WORK INSTRUCTION:
Could you please reproduce all the records below exactly, leaving out the images?
<<<<
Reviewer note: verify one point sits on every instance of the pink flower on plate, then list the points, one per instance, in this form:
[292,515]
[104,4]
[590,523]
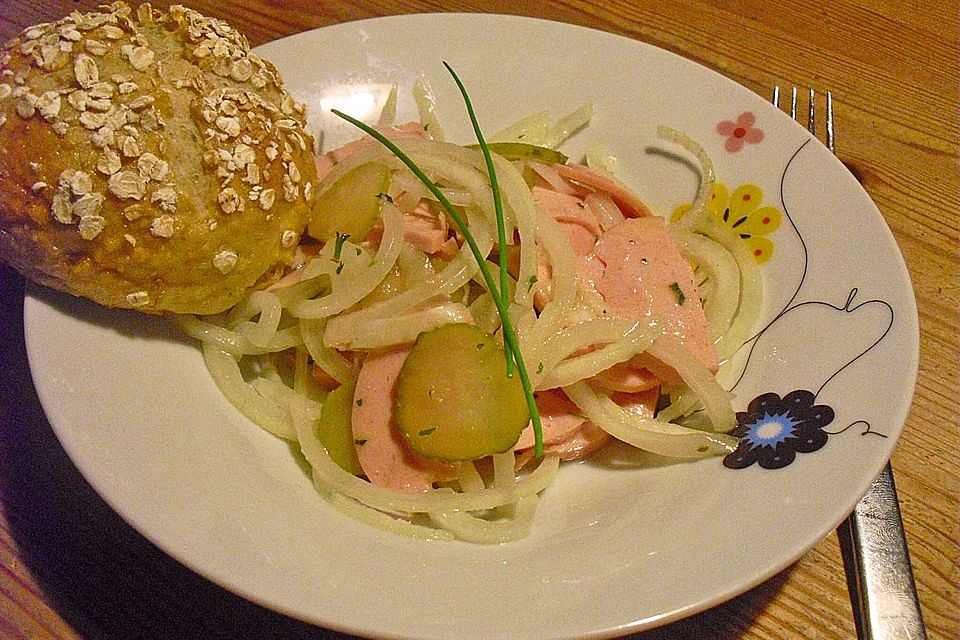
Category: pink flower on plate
[740,131]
>>>>
ANSWER:
Reviewer note: verify one point sits on every instance of the pink flower on plate, then list the points, one per instance, in this form:
[292,515]
[104,4]
[590,523]
Category: pink flower on plate
[740,131]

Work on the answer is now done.